[Start Supplied records]

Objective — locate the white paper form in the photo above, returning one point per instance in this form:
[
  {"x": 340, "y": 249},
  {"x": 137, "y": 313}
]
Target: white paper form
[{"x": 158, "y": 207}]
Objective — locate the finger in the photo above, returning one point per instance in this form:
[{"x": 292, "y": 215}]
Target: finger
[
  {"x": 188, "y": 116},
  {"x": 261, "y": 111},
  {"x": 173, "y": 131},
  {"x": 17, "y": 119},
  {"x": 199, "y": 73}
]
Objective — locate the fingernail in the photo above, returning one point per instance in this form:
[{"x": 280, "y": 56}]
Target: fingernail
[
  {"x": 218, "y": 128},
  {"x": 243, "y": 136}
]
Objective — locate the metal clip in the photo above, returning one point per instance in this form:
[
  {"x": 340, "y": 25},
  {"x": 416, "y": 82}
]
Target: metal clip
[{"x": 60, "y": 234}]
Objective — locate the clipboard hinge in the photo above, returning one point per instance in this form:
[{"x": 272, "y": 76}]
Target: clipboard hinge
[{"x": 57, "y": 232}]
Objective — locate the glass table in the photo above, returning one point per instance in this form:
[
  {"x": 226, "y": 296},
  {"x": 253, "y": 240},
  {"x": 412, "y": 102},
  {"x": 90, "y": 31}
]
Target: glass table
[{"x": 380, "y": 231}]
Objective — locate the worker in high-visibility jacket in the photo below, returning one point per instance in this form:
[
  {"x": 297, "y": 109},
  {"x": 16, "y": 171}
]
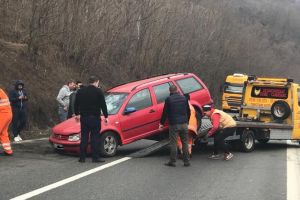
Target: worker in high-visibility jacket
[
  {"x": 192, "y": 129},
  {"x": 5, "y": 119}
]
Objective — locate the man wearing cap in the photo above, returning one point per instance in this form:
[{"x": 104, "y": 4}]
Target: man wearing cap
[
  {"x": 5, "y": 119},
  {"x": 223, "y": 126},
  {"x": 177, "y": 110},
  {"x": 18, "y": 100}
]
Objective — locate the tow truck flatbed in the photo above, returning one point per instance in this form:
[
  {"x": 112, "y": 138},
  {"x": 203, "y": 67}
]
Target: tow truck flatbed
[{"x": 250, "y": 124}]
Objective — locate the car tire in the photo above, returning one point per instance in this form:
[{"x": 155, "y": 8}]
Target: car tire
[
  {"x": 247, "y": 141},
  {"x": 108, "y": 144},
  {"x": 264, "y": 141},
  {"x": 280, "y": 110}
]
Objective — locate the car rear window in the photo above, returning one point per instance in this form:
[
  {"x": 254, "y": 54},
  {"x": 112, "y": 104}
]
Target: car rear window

[End Supplied records]
[Start Supplied records]

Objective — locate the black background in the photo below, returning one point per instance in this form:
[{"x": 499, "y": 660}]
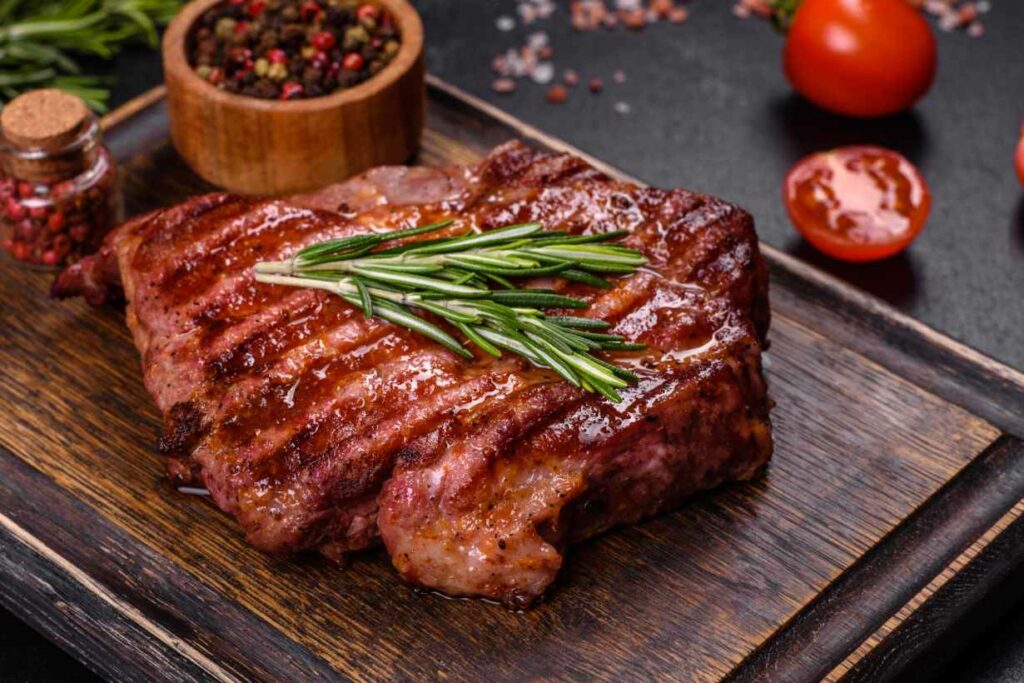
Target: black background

[End Supplied records]
[Start Supplied records]

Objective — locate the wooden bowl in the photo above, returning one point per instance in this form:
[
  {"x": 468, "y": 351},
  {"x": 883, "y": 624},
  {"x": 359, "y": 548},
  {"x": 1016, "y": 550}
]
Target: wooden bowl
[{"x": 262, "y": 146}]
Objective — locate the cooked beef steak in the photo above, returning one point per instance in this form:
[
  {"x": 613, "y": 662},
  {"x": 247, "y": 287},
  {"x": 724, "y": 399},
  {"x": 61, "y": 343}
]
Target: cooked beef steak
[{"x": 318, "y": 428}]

[End Supplied records]

Work to be completed: Count the lines of the data above that contain the word "rear", and reply with only that number.

Answer for this exercise: 2